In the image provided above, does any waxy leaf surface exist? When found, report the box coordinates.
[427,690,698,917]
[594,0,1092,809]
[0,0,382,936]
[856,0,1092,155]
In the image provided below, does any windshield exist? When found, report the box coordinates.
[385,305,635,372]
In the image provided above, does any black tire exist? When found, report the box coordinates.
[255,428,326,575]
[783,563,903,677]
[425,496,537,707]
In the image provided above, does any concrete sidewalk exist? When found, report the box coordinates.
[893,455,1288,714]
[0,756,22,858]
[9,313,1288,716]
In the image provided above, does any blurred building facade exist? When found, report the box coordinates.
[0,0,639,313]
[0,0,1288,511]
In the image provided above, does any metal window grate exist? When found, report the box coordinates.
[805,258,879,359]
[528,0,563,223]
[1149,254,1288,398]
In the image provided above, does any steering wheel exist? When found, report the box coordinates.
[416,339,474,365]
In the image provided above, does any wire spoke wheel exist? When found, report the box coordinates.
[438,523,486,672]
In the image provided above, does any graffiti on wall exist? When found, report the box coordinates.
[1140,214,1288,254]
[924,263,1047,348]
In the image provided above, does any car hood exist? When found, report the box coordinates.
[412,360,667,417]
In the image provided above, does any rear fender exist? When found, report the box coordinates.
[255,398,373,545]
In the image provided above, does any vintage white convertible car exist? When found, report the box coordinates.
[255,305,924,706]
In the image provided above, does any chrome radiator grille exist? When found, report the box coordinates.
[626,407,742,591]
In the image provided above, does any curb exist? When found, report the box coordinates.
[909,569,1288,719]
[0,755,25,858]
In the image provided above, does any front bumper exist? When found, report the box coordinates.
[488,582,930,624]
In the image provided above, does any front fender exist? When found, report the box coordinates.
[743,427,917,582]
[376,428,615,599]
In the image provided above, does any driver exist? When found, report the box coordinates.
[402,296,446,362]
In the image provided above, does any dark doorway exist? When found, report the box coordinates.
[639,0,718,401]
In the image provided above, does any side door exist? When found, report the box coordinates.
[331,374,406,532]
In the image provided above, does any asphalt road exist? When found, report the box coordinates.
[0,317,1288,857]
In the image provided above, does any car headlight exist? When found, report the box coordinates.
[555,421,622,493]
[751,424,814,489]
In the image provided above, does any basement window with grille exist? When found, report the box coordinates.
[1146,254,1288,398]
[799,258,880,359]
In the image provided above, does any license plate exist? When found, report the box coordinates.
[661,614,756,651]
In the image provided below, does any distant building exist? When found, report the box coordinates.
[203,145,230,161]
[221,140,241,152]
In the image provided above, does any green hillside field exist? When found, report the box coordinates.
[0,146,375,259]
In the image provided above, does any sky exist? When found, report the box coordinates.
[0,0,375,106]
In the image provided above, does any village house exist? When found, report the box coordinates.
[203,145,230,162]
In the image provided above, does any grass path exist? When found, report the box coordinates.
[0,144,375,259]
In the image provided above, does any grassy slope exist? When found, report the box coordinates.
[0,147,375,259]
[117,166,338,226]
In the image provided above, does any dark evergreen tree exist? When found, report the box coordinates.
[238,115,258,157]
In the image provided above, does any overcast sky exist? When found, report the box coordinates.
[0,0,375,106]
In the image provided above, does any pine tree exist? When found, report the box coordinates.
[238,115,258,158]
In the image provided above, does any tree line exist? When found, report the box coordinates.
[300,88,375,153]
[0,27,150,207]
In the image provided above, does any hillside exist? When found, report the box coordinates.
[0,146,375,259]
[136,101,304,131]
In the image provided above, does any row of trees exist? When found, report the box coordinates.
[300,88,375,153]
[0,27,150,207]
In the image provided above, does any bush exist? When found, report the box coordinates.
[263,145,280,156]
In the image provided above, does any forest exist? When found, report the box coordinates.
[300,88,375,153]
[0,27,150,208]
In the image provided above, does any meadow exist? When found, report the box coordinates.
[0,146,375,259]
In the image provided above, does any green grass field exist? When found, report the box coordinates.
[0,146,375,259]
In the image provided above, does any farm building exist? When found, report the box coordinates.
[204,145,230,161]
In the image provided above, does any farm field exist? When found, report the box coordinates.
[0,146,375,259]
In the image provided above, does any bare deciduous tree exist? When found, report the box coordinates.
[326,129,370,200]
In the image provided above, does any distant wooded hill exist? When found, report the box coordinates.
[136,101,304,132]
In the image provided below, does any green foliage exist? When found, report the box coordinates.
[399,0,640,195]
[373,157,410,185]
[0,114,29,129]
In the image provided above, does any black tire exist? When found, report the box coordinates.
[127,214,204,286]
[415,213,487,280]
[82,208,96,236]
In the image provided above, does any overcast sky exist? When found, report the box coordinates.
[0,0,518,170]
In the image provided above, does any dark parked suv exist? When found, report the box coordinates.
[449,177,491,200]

___

Give every row above as a numbered list, leaving out any blank lines.

▶ **THE RESPONSE**:
1. In the image provided above, does any waxy leaf surface exist? When found, report the box coordinates.
2. [427,690,698,917]
3. [594,0,1092,809]
4. [0,0,382,936]
5. [856,0,1092,155]
6. In the image provided below, does any windshield exist? When found, report the box coordinates.
7. [385,305,635,372]
8. In the image provided above, does any black tire exist? When found, report the box coordinates.
9. [255,428,326,575]
10. [783,563,903,677]
11. [425,496,537,707]
12. In the image provided above, does any concrete sidewalk exist? When found, report the box coordinates.
13. [893,455,1288,714]
14. [0,756,22,858]
15. [9,313,1288,716]
16. In the image provided above, does any blurred building facade exist? When found, report the box coordinates.
17. [0,0,639,313]
18. [0,0,1288,511]
19. In the image provided above, does any metal window grate exist? When found, report the box coordinates.
20. [805,258,879,359]
21. [528,0,563,223]
22. [1149,254,1288,398]
23. In the image provided above, does any steering wheel exist? When found, report the box coordinates.
24. [416,339,474,365]
25. In the image provided above, does any wire spoke wheel exist? When found, report the box coordinates.
26. [438,523,486,672]
27. In the image provided above, does any graffiti on wall exist? When found, report the box coordinates.
28. [1140,214,1288,254]
29. [924,263,1047,348]
30. In the image provided above, does any car hood exist? When found, report the box coordinates.
31. [412,360,667,417]
32. In the image provided above, does any rear fender exist? When found, report the box coordinates.
33. [255,398,373,545]
34. In the image provided above, does any vintage white convertible car exist? When found, report the box coordinates.
35. [255,305,924,706]
36. In the image provided above, does any chrome radiator grille exist? When found, report the box coordinates.
37. [626,407,742,591]
38. In the image provided above, does any curb exist? When found, report the box coordinates.
39. [909,569,1288,719]
40. [0,755,25,858]
41. In the image provided above, does any front bumper exist? When found, report the box coordinates.
42. [488,582,930,624]
43. In the image provided above, does any front fender exist? When found, report the box coordinates.
44. [743,427,917,582]
45. [376,428,615,599]
46. In the image provided above, does any driver exist? When found, report the box coordinates.
47. [402,296,446,362]
48. In the image provided above, does any dark doorway exist? When found, report the box coordinates.
49. [639,0,718,401]
50. In the image provided above, does any side door exist? When found, report the box coordinates.
51. [331,374,406,532]
52. In the image provided above, does any asphalt road exist? When found, report the box coordinates.
53. [0,317,1288,857]
54. In the image provided above, does any car headlight exist? When found, report the box coordinates.
55. [555,421,622,493]
56. [751,424,814,489]
57. In the image provided above, does any basement window with grille exist? When found, report the box coordinates.
58. [1146,254,1288,398]
59. [799,258,880,359]
60. In the image provided above, does any license plate exist? When found, report the box coordinates.
61. [661,614,756,651]
62. In the image provided below, does any distant building exist? When found, report the box coordinates.
63. [203,145,230,161]
64. [221,140,241,152]
65. In the image provided above, does any green hillside field exist? When found, report the box coordinates.
66. [0,146,375,259]
67. In the image provided above, does any sky exist? When found, report the box coordinates.
68. [0,0,375,106]
69. In the image provided above, does any village house exist? When found, report the box coordinates.
70. [203,145,230,162]
71. In the image provided above, does any grass path exist? When found, report the box coordinates.
72. [0,144,375,259]
73. In the image provided above, does any grassy slope exist? When found, report the box coordinates.
74. [0,147,375,259]
75. [117,166,338,226]
76. In the image provided above, does any dark evergreen tree exist? When found, report the box coordinates.
77. [238,115,258,157]
78. In the image provided above, does any overcast sky exist? When found, report the box coordinates.
79. [0,0,375,106]
80. In the image provided above, does any pine tree exist? When found, report the box coordinates.
81. [238,115,258,158]
82. In the image provided above, does any tree line exist? When found, report the box coordinates.
83. [300,88,375,153]
84. [0,27,150,207]
85. In the image provided above, does any hillside exist? When found, report the box coordinates.
86. [0,146,375,259]
87. [136,101,304,131]
88. In the image provided above, does any row of trees exist? When found, report the box coordinates.
89. [300,88,375,153]
90. [0,27,150,207]
91. In the image provided above, does any bush exist? When found, report the box coordinates.
92. [263,145,280,156]
93. In the image provided above, does any forest exist? When found, report the box coordinates.
94. [300,88,375,153]
95. [0,27,150,208]
96. In the image provided above, does any meadow exist? When found, report the box coordinates.
97. [0,146,375,259]
98. In the image provided above, does any green grass field exist? When found, report the box coordinates.
99. [0,146,375,259]
100. In the image provided above, does any farm building exist? When found, report the box coordinates.
101. [204,145,230,161]
102. In the image provided above, does any farm field exist? When found, report the box coordinates.
103. [0,146,375,259]
104. In the image provided above, does any bare deciduous tree exist? When found, report the box coordinates.
105. [326,129,370,200]
106. In the image provided above, does any distant wooded hill exist? When found, report the box coordinates.
107. [136,101,304,132]
108. In the image provided below, does any green foliage exist? When found, report the box coordinates.
109. [399,0,640,195]
110. [373,157,410,185]
111. [0,114,29,129]
112. In the image provided above, does any black tire exist? When found, report the box coordinates.
113. [127,214,204,286]
114. [415,213,487,280]
115. [82,208,96,236]
116. In the image provided above, does any overcast sky exist? When found, report the box coordinates.
117. [0,0,518,170]
118. In the image provided above, does any dark parked suv exist? When found, report the box coordinates.
119. [449,177,491,200]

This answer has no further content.